-------- Selected excerpt --------
A couple specific pieces of information about Welsh springer field training.   Less is more.   Welsh springers will zone out and focus on other things if too much repetition.    Keep training sessions short and positive.  Create training sessions that guarantee your dog is successful.   Better to stop early with your dog wanting to do more bird work, than to keep going.   Welsh need positive reinforcement in order to flourish in any activity.  Welsh also understand and need  fairness.   

Books I recommend for field training are:   HUP! Training Flushing Spaniels the American Way by James Spencer; and an excellent resource for retrieve training is Retrieving For All Occasions by Elsa Blomster and Lena Gunnarsson of Sweden.

Negative Effects of Early Spay/Neuter:  In 2016 and 2017 Statesman had some startling Orthopedic Foundation for Animals (OFA) hip results.  In a litter of four, two pups had normal OFA hips while two others had OFA moderately dysplastic hips. Then a year later, a litter of five had four OFA normal hip results while one was moderately dysplastic.
--------
Explore the material -
1 – Reproduce everything in the Welsh springer notes from "Books I recommend" down to "Gunnarsson of Sweden.".
2 – Decide whether each statement agrees with the Welsh springer notes, answering yes or no and quoting the words that settle it: (a) Welsh springers should get long sessions with plenty of repetition. (b) The authors of the retrieve training book are from Sweden. (c) In the litter of five, two pups had moderately dysplastic hips.
3 – Using the Welsh springer notes, answer each question on its own line:
(a) Who wrote HUP! Training Flushing Spaniels the American Way?
(b) In the litter of four, how many pups had normal OFA hips?
(c) What do Welsh need in order to flourish in any activity?
-------- The data --------
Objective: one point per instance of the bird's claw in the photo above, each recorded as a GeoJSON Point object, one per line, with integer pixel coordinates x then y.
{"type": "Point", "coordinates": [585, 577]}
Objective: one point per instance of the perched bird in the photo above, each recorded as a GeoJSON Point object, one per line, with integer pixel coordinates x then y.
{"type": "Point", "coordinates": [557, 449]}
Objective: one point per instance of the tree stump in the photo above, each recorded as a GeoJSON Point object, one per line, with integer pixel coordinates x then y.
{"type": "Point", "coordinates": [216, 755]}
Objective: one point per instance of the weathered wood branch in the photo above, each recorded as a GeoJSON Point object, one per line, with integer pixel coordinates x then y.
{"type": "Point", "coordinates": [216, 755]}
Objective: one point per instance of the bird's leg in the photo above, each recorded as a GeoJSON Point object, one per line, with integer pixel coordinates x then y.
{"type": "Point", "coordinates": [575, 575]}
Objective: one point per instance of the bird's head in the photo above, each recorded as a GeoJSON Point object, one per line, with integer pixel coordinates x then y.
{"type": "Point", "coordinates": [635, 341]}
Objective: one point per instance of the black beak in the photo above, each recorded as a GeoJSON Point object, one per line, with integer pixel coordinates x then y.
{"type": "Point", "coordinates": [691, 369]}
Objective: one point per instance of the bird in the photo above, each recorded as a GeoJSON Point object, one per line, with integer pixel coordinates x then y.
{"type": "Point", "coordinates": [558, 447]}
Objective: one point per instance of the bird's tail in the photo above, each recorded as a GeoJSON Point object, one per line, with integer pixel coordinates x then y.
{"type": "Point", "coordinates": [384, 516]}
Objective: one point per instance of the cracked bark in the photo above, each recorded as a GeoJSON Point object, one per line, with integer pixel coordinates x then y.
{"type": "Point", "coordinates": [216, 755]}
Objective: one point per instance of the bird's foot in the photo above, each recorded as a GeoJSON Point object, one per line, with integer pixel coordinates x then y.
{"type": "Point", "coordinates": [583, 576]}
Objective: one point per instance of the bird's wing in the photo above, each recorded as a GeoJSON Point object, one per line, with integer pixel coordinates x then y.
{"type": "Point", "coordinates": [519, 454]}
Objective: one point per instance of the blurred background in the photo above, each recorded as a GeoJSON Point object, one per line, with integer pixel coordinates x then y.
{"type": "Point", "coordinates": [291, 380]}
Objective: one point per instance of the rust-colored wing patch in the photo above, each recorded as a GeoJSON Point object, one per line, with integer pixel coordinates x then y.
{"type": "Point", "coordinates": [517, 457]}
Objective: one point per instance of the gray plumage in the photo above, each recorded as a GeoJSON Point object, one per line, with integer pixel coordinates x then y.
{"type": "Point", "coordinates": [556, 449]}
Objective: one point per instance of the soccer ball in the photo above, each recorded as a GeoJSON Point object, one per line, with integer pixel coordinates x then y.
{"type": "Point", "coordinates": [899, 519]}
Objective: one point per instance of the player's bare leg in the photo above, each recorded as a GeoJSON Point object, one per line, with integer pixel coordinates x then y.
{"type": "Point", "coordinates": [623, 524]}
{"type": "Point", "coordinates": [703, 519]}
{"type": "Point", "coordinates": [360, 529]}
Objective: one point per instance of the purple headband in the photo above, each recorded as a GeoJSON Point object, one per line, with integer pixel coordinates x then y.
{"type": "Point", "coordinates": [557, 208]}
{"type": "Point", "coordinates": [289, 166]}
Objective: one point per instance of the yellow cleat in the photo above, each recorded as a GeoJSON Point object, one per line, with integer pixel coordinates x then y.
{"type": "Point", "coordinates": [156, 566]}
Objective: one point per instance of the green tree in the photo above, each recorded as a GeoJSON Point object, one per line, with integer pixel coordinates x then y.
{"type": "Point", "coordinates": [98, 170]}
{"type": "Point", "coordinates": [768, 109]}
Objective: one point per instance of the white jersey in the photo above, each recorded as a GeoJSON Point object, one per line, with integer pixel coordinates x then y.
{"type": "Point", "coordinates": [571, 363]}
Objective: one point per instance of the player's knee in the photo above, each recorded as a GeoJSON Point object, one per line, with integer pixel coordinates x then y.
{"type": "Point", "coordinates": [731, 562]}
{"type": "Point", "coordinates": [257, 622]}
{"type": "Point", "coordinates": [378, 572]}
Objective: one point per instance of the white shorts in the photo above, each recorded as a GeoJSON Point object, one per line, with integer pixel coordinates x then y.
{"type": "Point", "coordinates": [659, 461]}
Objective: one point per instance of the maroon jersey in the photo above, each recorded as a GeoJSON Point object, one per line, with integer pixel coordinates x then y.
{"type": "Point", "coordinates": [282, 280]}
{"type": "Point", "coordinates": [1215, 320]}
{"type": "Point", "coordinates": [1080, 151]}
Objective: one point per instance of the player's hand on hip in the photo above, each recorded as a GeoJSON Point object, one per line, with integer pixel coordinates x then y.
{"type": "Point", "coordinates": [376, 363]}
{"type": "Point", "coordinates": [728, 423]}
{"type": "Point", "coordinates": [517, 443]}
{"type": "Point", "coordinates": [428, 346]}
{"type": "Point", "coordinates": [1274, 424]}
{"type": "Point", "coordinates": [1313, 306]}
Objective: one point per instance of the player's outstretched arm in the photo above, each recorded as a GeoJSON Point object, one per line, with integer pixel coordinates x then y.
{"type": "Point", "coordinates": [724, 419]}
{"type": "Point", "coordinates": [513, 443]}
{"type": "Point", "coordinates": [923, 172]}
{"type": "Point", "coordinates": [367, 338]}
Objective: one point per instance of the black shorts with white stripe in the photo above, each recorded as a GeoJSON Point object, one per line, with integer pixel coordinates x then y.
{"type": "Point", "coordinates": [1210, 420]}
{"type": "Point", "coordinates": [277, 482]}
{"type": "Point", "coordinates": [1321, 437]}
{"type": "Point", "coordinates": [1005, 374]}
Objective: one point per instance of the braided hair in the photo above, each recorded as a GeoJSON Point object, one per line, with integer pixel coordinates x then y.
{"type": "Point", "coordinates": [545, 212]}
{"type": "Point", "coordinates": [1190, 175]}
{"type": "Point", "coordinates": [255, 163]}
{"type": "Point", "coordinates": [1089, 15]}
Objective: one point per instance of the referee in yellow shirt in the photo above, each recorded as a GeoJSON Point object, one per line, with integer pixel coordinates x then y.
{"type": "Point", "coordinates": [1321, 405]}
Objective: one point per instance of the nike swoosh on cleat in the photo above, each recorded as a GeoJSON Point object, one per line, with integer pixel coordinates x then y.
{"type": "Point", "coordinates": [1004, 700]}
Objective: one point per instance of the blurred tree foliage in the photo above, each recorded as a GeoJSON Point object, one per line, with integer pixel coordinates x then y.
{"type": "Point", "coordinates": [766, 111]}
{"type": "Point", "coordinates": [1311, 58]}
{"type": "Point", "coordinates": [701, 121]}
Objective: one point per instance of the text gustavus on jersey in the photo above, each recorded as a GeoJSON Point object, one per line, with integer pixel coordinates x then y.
--------
Responses -
1 –
Books I recommend for field training are:   HUP! Training Flushing Spaniels the American Way by James Spencer; and an excellent resource for retrieve training is Retrieving For All Occasions by Elsa Blomster and Lena Gunnarsson of Sweden.

2 –
(a) No: "Keep training sessions short and positive."
(b) Yes: "Elsa Blomster and Lena Gunnarsson of Sweden"
(c) No: "a litter of five had four OFA normal hip results while one was moderately dysplastic."

3 –
(a) James Spencer
(b) Two
(c) Positive reinforcement